With a “choice” like that, you have to look outside the box:
Citizens of countries with repressive and unresponsive ruling regimes often resort to the honorable strategy of the voter boycott. By denying the tyrants their votes, they rob their oppressors of legitimacy.
Never doubt that governments need their citizens to vote. For example, you might wonder why Iraqi dictator Saddam Hussein bothered to hold his 2002 reelection campaign, in which he was the only candidate. The 11.4 million Iraqis who gave him his 100.00% victory (up from 99.96% in his previous “race”) allowed him, just before the U.S. invasion, to tell the world that he enjoyed his people’s popular support.
The “No Land! No House! No Vote!” movement, which began in 2004, calls for the poor and dispossessed to boycott South Africa’s electoral political system on the ground that the bourgeois political parties don’t care about their interests. In the 2011 election, 42% of registered voters respected the boycott. Concerned that the movement hurts its reputation internationally — and it has — the ruling African National Congress party has subjected the movement to torture and beatings.
It isn’t hard to imagine that a substantial decline in America’s already low voter participation rate would have some interesting effects. It would deny the United States its current holier-than-thou attitude toward other countries. And it would certainly inspire Americans outside the two-party system to consider the creation of a new political movement or third party as a more viable.
“If a huge number of people joined [in an election boycott] it would make an important statement,” Noam Chomsky has said.
Leave the Presidential Box Blank
“I will vote for Republicans up and down the ballot,” says Ari Fleischer, press secretary for George W. Bush. “But when it comes to the presidency, I’m going to leave my ballot blank.” Some Latino Republicans say they’ll do the same. So do some Bernie Sanders Democrats.
----------
- What to produce
Duplicate, word for word, the portion of the voter-boycott passage that begins with the words containing "Never doubt that" and ends with "people’s popular support.".
----------
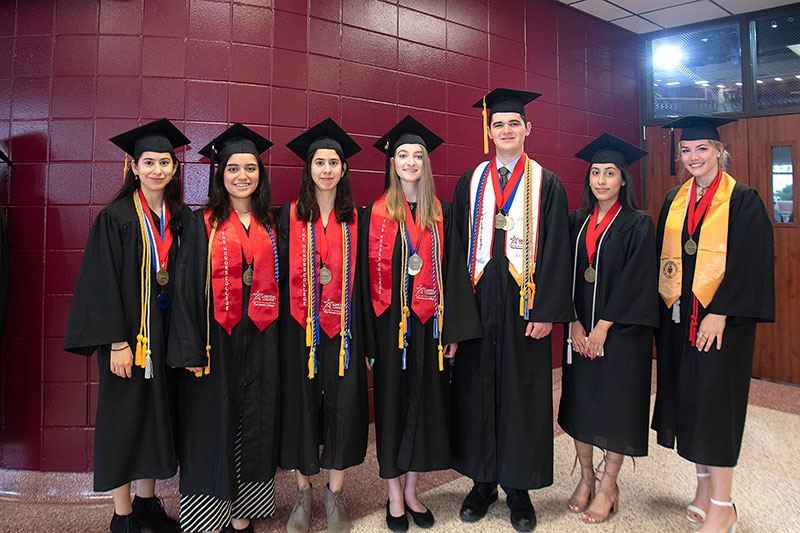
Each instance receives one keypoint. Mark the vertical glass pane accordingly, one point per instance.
(782, 184)
(698, 72)
(777, 60)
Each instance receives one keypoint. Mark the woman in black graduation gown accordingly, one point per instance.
(323, 375)
(229, 399)
(121, 308)
(605, 397)
(716, 282)
(398, 234)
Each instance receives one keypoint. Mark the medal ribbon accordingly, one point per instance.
(160, 241)
(594, 230)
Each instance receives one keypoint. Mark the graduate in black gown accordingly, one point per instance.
(229, 398)
(605, 395)
(323, 374)
(121, 308)
(716, 282)
(512, 217)
(5, 259)
(411, 377)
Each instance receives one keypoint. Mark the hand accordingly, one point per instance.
(121, 359)
(711, 328)
(450, 350)
(578, 338)
(538, 330)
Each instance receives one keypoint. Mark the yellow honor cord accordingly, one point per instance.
(485, 128)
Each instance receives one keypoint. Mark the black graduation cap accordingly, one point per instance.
(237, 139)
(610, 149)
(158, 136)
(407, 131)
(5, 158)
(694, 128)
(325, 135)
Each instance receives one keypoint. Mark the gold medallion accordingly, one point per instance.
(690, 247)
(162, 277)
(590, 274)
(325, 275)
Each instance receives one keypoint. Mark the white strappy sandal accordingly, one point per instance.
(695, 509)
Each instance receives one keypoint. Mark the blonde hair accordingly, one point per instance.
(427, 207)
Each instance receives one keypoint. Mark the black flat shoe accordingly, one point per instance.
(423, 520)
(523, 516)
(478, 501)
(396, 523)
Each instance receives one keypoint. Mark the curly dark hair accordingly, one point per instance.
(172, 193)
(307, 208)
(220, 204)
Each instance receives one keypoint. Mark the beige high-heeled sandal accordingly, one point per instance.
(695, 509)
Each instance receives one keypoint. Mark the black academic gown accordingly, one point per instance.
(328, 411)
(502, 388)
(412, 406)
(605, 401)
(134, 424)
(702, 397)
(243, 385)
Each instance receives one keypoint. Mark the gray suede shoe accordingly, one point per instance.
(337, 514)
(301, 512)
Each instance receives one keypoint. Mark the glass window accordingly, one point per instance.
(697, 72)
(782, 185)
(777, 59)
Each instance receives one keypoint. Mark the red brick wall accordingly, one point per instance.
(75, 72)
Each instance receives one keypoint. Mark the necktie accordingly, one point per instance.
(503, 171)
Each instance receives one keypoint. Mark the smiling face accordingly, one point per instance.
(408, 161)
(508, 132)
(241, 175)
(154, 170)
(326, 169)
(700, 158)
(605, 180)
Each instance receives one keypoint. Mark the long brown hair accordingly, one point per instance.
(172, 193)
(427, 207)
(220, 204)
(307, 207)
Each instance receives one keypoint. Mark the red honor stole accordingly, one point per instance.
(230, 242)
(329, 251)
(162, 245)
(382, 236)
(594, 230)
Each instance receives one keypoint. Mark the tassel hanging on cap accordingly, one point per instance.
(672, 151)
(485, 128)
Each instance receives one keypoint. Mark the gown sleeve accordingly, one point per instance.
(553, 299)
(636, 302)
(461, 319)
(96, 314)
(187, 335)
(748, 288)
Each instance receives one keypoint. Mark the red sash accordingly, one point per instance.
(382, 236)
(227, 268)
(328, 245)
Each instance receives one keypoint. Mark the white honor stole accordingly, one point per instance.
(515, 238)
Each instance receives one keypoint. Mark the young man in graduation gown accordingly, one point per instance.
(512, 217)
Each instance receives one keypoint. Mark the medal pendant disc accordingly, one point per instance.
(589, 274)
(690, 247)
(162, 277)
(325, 275)
(247, 277)
(414, 264)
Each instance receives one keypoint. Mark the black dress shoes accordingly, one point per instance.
(523, 516)
(478, 501)
(396, 523)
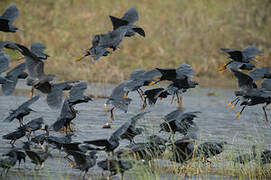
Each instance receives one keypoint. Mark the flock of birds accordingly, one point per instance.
(84, 154)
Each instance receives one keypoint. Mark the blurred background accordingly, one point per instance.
(177, 31)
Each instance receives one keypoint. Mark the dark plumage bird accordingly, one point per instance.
(247, 157)
(112, 142)
(39, 139)
(118, 99)
(7, 19)
(132, 131)
(152, 95)
(12, 77)
(58, 142)
(33, 125)
(76, 95)
(84, 161)
(115, 165)
(37, 48)
(14, 136)
(8, 162)
(68, 113)
(180, 123)
(20, 155)
(209, 149)
(183, 148)
(22, 110)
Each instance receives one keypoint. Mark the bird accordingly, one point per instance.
(84, 161)
(33, 125)
(151, 95)
(242, 56)
(21, 155)
(22, 111)
(112, 142)
(8, 162)
(58, 142)
(7, 19)
(37, 48)
(40, 139)
(13, 136)
(118, 99)
(132, 131)
(67, 114)
(12, 78)
(115, 165)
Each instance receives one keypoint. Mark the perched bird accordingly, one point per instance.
(8, 162)
(84, 161)
(68, 113)
(115, 165)
(118, 99)
(12, 77)
(33, 125)
(58, 142)
(7, 19)
(112, 142)
(37, 48)
(40, 139)
(20, 155)
(13, 136)
(76, 94)
(243, 57)
(132, 131)
(22, 111)
(153, 94)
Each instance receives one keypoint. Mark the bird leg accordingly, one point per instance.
(239, 113)
(31, 93)
(140, 94)
(265, 114)
(111, 116)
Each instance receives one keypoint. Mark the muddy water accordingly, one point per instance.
(215, 122)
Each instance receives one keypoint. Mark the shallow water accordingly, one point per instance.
(216, 123)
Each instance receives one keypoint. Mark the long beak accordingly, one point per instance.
(222, 68)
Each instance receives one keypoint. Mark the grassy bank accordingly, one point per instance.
(176, 32)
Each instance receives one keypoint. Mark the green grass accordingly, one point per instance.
(176, 32)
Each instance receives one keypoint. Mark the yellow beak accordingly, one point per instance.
(222, 68)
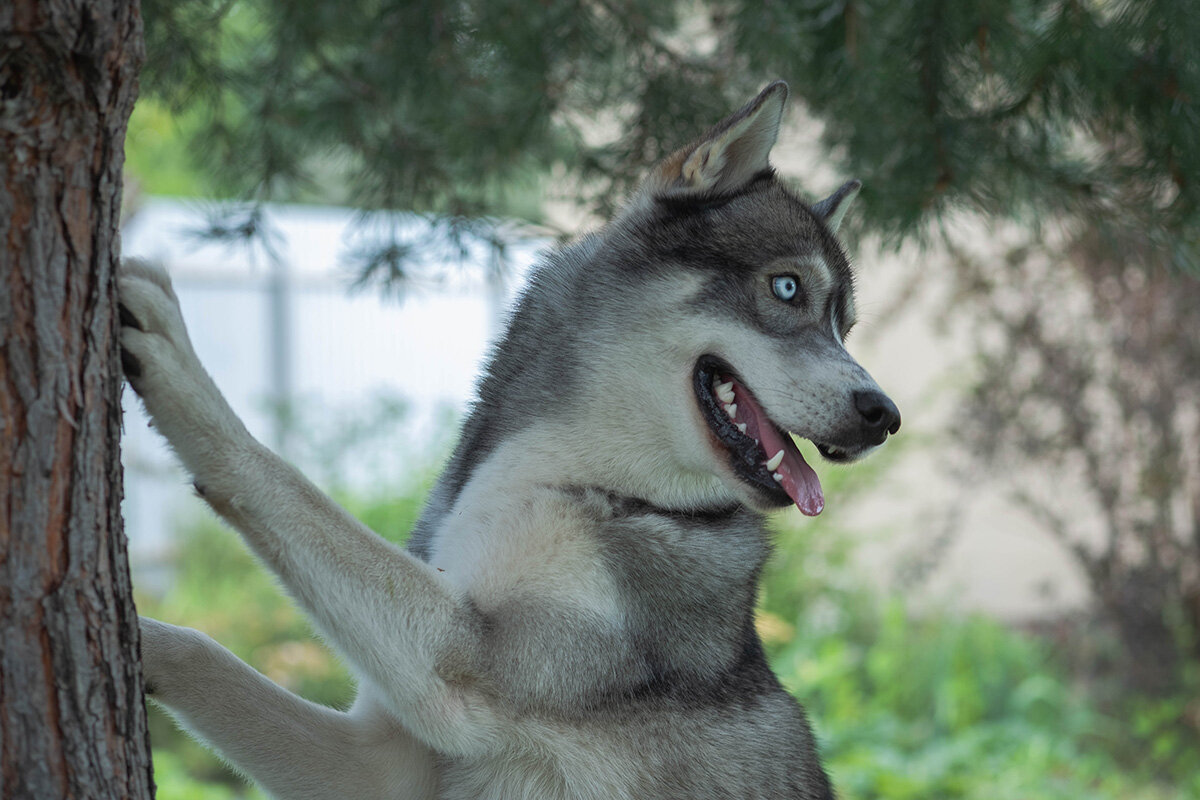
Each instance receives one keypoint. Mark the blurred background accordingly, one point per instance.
(1002, 605)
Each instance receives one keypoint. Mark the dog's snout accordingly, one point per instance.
(879, 411)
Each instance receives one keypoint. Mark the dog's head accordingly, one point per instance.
(748, 295)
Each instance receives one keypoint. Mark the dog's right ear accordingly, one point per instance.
(727, 157)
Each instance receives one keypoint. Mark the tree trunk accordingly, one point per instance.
(72, 719)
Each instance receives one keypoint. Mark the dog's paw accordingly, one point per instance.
(154, 338)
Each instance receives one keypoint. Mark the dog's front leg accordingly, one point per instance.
(391, 615)
(293, 749)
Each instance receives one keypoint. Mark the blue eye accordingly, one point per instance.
(785, 287)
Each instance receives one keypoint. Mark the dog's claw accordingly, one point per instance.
(127, 318)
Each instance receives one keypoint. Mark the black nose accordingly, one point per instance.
(879, 411)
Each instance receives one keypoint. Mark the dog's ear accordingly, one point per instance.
(729, 156)
(833, 209)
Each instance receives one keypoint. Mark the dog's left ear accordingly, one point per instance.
(833, 209)
(729, 156)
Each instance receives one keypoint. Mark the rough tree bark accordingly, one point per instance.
(72, 720)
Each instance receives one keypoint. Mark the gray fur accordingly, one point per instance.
(574, 617)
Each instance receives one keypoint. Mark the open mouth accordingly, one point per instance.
(761, 452)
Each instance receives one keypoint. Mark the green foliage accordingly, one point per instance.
(1086, 109)
(939, 705)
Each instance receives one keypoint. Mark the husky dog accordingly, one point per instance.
(574, 617)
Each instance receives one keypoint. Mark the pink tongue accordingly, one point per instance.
(798, 479)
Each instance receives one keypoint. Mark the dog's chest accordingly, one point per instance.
(501, 543)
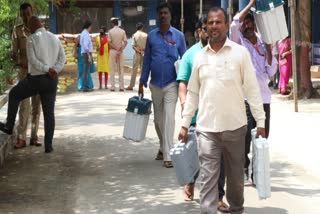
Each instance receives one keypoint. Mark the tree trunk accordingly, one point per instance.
(303, 38)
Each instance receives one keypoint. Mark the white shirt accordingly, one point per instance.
(85, 42)
(218, 85)
(44, 51)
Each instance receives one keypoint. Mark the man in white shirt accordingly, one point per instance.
(222, 76)
(117, 41)
(86, 53)
(46, 59)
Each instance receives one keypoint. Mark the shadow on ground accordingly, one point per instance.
(90, 175)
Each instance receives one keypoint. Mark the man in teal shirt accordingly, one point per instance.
(185, 69)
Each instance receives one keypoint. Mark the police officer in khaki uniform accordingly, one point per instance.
(117, 41)
(19, 55)
(139, 40)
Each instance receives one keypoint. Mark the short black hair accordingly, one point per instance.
(25, 5)
(216, 9)
(202, 20)
(103, 28)
(87, 24)
(249, 16)
(139, 26)
(164, 5)
(115, 21)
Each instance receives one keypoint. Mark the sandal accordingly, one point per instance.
(167, 164)
(223, 207)
(159, 156)
(188, 191)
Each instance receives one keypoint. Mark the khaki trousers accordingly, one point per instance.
(116, 66)
(137, 63)
(231, 145)
(24, 112)
(164, 104)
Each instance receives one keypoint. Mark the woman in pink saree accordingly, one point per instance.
(285, 65)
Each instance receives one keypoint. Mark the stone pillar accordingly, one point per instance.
(117, 9)
(315, 17)
(52, 18)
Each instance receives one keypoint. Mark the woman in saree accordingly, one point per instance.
(285, 65)
(103, 57)
(80, 67)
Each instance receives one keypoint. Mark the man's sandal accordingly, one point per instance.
(223, 207)
(159, 156)
(188, 191)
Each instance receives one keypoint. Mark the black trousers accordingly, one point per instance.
(46, 87)
(251, 125)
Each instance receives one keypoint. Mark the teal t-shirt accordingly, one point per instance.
(185, 68)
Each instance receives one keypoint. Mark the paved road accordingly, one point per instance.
(94, 170)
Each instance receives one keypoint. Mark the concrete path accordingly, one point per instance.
(94, 170)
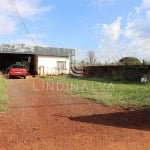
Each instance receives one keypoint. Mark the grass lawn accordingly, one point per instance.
(3, 97)
(107, 92)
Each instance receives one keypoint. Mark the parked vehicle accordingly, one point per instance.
(16, 70)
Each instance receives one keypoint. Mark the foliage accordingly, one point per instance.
(130, 61)
(3, 97)
(108, 92)
(91, 57)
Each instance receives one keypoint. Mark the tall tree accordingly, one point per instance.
(91, 57)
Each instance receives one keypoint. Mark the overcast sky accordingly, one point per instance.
(111, 28)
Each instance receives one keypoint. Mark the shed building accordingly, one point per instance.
(38, 60)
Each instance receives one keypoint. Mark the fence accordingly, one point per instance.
(134, 72)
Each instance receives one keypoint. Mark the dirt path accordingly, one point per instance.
(42, 117)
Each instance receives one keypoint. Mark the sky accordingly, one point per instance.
(111, 28)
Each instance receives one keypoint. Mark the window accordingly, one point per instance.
(61, 65)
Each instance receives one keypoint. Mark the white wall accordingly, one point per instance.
(47, 65)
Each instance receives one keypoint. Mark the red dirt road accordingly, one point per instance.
(43, 117)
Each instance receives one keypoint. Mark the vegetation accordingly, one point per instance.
(130, 61)
(3, 97)
(108, 92)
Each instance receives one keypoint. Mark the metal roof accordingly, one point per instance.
(38, 50)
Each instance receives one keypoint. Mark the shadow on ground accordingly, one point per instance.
(139, 119)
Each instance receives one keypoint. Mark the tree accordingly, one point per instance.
(130, 61)
(91, 57)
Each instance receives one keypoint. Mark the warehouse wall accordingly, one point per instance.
(48, 65)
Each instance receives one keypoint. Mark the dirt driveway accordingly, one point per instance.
(42, 117)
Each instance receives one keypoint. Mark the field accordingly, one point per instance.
(107, 92)
(3, 97)
(42, 116)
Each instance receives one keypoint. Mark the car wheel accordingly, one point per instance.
(10, 76)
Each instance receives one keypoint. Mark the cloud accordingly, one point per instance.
(133, 39)
(7, 25)
(25, 8)
(112, 31)
(101, 2)
(30, 8)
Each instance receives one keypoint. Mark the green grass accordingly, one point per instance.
(3, 97)
(108, 92)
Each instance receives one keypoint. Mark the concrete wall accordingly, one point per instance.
(47, 65)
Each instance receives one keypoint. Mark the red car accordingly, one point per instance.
(17, 71)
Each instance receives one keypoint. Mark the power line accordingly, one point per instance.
(13, 5)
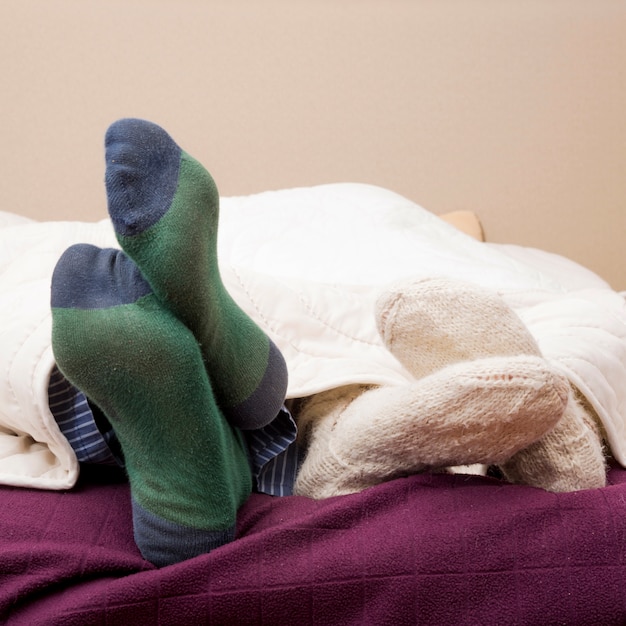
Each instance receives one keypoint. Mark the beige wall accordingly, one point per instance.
(515, 109)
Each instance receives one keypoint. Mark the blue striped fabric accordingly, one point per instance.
(274, 455)
(74, 417)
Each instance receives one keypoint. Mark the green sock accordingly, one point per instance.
(187, 467)
(165, 207)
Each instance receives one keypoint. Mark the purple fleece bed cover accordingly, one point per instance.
(427, 549)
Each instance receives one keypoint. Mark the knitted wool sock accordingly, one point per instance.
(568, 458)
(430, 323)
(164, 206)
(482, 411)
(187, 468)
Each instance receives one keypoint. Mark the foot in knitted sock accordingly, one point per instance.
(570, 457)
(481, 411)
(164, 206)
(431, 323)
(112, 338)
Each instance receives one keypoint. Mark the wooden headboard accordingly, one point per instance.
(514, 110)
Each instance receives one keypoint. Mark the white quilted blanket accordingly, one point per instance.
(307, 264)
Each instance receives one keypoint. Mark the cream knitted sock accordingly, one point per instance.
(568, 458)
(481, 411)
(428, 324)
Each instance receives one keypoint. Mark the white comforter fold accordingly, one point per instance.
(307, 264)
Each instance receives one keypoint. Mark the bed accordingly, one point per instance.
(535, 147)
(430, 549)
(422, 549)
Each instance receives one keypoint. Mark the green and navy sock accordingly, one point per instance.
(187, 467)
(165, 209)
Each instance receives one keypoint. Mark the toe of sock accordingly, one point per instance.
(142, 166)
(88, 277)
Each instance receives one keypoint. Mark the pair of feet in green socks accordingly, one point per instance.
(151, 336)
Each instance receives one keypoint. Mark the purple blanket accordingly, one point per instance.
(429, 549)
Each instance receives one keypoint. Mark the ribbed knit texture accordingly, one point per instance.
(135, 360)
(164, 206)
(428, 324)
(480, 411)
(482, 394)
(570, 457)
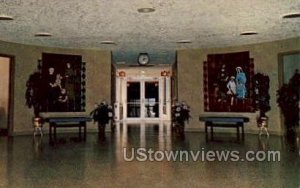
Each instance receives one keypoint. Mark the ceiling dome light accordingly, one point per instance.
(43, 34)
(249, 33)
(292, 15)
(107, 42)
(6, 17)
(184, 41)
(146, 10)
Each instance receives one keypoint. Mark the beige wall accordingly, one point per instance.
(98, 80)
(190, 78)
(4, 88)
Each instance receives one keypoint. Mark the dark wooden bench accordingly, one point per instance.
(226, 122)
(67, 122)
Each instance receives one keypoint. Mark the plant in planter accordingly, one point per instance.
(180, 115)
(261, 84)
(288, 101)
(102, 114)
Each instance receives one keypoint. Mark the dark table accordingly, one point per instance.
(224, 121)
(57, 122)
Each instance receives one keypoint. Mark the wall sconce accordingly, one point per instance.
(122, 74)
(165, 73)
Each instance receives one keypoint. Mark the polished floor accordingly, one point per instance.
(28, 162)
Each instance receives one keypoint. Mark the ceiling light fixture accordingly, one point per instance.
(249, 33)
(146, 10)
(184, 41)
(292, 15)
(6, 17)
(107, 42)
(43, 34)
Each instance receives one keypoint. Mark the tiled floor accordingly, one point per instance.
(25, 162)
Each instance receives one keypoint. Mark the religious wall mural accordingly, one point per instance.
(227, 82)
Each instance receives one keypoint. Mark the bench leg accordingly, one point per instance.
(50, 132)
(84, 131)
(54, 132)
(243, 133)
(238, 132)
(79, 127)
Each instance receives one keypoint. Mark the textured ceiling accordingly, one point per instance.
(207, 23)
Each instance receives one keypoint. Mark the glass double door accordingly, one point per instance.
(143, 99)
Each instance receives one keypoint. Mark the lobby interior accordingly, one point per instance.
(178, 37)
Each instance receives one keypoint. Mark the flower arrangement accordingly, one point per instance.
(180, 114)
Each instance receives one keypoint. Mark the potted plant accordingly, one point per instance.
(180, 115)
(261, 84)
(102, 114)
(288, 101)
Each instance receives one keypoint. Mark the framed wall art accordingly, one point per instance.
(228, 82)
(63, 87)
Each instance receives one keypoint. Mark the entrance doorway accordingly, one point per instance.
(142, 99)
(143, 93)
(6, 88)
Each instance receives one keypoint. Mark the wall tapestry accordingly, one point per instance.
(63, 83)
(228, 83)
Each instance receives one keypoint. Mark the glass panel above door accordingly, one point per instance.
(151, 99)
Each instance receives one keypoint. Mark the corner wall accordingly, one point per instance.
(190, 79)
(98, 77)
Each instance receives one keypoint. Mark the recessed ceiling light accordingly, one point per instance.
(184, 41)
(107, 42)
(249, 33)
(43, 34)
(292, 15)
(6, 17)
(146, 10)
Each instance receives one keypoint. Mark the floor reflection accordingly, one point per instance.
(31, 162)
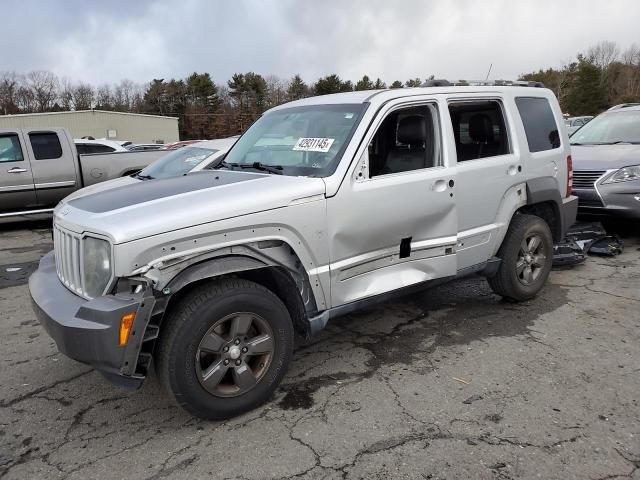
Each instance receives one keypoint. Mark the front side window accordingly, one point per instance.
(178, 162)
(407, 139)
(45, 145)
(479, 129)
(539, 123)
(10, 150)
(306, 141)
(608, 128)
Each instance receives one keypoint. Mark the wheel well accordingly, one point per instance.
(275, 279)
(549, 212)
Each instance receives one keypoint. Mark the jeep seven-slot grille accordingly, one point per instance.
(585, 179)
(67, 247)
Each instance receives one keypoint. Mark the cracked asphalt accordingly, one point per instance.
(446, 384)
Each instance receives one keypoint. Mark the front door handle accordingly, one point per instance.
(440, 185)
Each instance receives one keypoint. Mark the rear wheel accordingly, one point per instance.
(527, 257)
(225, 348)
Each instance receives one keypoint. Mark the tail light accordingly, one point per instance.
(569, 175)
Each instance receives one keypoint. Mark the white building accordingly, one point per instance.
(135, 127)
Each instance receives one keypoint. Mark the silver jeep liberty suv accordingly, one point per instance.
(323, 206)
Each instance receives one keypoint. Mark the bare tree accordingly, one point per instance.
(66, 93)
(44, 86)
(104, 97)
(26, 99)
(276, 90)
(9, 84)
(603, 54)
(83, 95)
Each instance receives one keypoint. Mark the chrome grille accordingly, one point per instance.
(585, 179)
(67, 246)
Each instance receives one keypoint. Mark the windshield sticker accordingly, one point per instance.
(314, 144)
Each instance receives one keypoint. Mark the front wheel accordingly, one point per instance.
(225, 348)
(527, 257)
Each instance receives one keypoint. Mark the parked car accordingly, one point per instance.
(606, 159)
(39, 167)
(183, 143)
(85, 146)
(574, 123)
(192, 158)
(136, 147)
(324, 206)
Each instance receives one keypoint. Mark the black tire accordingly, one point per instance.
(189, 324)
(508, 281)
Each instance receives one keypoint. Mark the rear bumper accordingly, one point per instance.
(88, 330)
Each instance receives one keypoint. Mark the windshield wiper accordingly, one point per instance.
(261, 166)
(228, 165)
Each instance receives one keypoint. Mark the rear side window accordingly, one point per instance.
(10, 150)
(98, 148)
(45, 145)
(539, 123)
(479, 129)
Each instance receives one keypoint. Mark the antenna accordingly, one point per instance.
(490, 67)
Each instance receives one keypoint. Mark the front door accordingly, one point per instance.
(488, 175)
(17, 192)
(393, 221)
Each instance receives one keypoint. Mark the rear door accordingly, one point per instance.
(17, 192)
(488, 169)
(53, 164)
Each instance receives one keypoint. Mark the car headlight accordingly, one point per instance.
(96, 266)
(625, 174)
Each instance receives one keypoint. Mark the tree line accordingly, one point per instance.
(602, 76)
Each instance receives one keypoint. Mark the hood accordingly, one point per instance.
(146, 208)
(604, 157)
(99, 187)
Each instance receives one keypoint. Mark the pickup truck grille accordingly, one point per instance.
(586, 179)
(67, 247)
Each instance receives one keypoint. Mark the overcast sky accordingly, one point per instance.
(106, 41)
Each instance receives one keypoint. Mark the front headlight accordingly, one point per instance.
(625, 174)
(96, 254)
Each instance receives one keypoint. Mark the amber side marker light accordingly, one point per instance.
(126, 322)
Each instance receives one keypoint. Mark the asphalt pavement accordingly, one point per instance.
(450, 383)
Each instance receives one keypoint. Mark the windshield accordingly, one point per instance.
(305, 141)
(179, 162)
(614, 127)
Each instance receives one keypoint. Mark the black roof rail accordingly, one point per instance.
(482, 83)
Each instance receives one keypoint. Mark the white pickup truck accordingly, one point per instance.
(39, 167)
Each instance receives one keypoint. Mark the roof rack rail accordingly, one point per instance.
(624, 105)
(482, 83)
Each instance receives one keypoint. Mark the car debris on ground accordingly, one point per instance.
(583, 239)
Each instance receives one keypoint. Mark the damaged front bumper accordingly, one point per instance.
(89, 330)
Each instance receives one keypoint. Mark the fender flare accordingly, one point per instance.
(545, 190)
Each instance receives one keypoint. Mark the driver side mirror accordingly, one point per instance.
(361, 172)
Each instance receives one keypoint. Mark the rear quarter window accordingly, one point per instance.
(45, 145)
(539, 123)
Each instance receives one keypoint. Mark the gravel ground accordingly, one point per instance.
(450, 383)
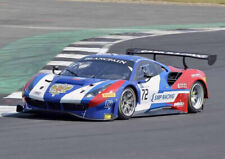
----------
- Problem solution
Never doubt that governments need their citizens to vote. For example, you might wonder why Iraqi dictator Saddam Hussein bothered to hold his 2002 reelection campaign, in which he was the only candidate. The 11.4 million Iraqis who gave him his 100.00% victory (up from 99.96% in his previous “race”) allowed him, just before the U.S. invasion, to tell the world that he enjoyed his people’s popular support.